[EXERCISE REQUIREMENTS] Return each line of the listing that contains the string "sidewalk".

START EXCERPTED DATA

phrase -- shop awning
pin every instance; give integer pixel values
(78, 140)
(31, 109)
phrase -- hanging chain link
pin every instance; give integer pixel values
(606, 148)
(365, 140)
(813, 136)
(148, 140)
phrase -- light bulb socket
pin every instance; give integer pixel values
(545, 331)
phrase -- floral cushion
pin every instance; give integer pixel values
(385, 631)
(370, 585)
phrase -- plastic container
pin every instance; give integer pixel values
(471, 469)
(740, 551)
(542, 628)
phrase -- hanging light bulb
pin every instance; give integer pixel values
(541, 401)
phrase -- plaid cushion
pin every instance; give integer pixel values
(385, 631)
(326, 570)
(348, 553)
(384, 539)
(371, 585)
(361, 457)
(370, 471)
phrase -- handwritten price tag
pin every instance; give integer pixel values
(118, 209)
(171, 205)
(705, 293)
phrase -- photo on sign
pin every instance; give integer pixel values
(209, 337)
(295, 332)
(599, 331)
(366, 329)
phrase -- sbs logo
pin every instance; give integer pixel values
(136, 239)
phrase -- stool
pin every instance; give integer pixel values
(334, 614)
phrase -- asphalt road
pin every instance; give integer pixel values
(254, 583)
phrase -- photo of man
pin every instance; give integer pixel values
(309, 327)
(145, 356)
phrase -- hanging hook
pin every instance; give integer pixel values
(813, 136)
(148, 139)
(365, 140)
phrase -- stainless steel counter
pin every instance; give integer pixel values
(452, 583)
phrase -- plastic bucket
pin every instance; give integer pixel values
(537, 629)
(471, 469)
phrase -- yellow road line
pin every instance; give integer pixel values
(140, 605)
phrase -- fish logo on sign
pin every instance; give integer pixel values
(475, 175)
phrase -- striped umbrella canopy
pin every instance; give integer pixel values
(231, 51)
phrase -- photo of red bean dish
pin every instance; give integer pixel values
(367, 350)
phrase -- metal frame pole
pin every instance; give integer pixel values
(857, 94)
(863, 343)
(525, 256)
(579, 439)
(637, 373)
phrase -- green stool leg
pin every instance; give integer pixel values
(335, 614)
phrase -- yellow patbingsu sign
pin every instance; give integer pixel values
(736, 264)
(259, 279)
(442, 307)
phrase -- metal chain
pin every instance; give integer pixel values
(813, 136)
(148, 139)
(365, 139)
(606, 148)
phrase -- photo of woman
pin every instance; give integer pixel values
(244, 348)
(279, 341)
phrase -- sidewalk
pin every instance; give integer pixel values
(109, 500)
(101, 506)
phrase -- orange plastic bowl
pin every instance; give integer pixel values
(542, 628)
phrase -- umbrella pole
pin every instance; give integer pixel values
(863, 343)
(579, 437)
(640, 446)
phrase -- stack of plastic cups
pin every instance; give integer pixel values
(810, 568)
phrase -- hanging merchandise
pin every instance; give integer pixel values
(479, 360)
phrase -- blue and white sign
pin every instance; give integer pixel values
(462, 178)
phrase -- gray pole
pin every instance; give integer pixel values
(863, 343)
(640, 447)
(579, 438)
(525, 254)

END EXCERPTED DATA
START EXCERPTED DATA

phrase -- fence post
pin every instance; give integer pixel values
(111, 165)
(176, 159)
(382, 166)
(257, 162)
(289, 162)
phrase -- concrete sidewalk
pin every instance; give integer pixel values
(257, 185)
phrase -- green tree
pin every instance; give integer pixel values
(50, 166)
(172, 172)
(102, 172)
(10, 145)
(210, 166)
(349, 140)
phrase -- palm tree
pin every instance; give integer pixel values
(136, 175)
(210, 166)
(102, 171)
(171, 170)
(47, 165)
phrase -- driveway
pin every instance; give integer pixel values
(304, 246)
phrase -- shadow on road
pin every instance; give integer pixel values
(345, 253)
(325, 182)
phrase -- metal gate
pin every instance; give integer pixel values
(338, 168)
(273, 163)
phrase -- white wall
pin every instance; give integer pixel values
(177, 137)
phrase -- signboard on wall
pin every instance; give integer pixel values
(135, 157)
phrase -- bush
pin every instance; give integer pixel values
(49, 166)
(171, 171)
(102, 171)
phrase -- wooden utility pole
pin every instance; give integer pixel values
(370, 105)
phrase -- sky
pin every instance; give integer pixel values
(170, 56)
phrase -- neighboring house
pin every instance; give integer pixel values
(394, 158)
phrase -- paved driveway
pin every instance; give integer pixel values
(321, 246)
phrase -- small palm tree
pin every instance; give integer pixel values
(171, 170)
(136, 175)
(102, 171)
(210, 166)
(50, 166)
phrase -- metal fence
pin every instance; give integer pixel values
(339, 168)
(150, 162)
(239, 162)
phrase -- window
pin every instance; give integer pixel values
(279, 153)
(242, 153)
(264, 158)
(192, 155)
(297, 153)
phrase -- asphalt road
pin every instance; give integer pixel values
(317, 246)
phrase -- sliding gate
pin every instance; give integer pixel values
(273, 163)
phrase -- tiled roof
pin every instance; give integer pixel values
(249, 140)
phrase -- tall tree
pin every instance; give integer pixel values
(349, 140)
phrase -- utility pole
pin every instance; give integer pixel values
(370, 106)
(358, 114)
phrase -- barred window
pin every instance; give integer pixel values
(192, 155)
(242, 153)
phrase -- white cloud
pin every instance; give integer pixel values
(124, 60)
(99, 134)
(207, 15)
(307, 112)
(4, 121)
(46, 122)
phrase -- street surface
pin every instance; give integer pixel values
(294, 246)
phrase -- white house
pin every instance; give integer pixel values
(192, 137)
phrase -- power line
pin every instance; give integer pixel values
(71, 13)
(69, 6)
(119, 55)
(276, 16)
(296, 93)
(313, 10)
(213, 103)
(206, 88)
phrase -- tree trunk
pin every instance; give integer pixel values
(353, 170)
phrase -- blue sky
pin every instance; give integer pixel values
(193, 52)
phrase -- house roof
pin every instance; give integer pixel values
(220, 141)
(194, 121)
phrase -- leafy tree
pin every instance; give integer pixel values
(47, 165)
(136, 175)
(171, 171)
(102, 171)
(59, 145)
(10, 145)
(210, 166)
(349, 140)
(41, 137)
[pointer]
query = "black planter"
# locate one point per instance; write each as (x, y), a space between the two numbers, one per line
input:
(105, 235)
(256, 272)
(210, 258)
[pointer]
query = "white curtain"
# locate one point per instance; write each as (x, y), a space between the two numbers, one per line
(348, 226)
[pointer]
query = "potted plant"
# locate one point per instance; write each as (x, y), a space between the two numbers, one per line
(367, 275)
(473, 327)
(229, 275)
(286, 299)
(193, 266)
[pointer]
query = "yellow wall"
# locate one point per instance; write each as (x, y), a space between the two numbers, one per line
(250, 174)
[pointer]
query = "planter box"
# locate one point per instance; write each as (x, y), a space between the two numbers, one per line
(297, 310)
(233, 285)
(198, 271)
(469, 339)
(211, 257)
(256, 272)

END EXCERPTED DATA

[OUTPUT FOR THIS EXERCISE]
phrase -- sidewalk
phrase -- concrete sidewalk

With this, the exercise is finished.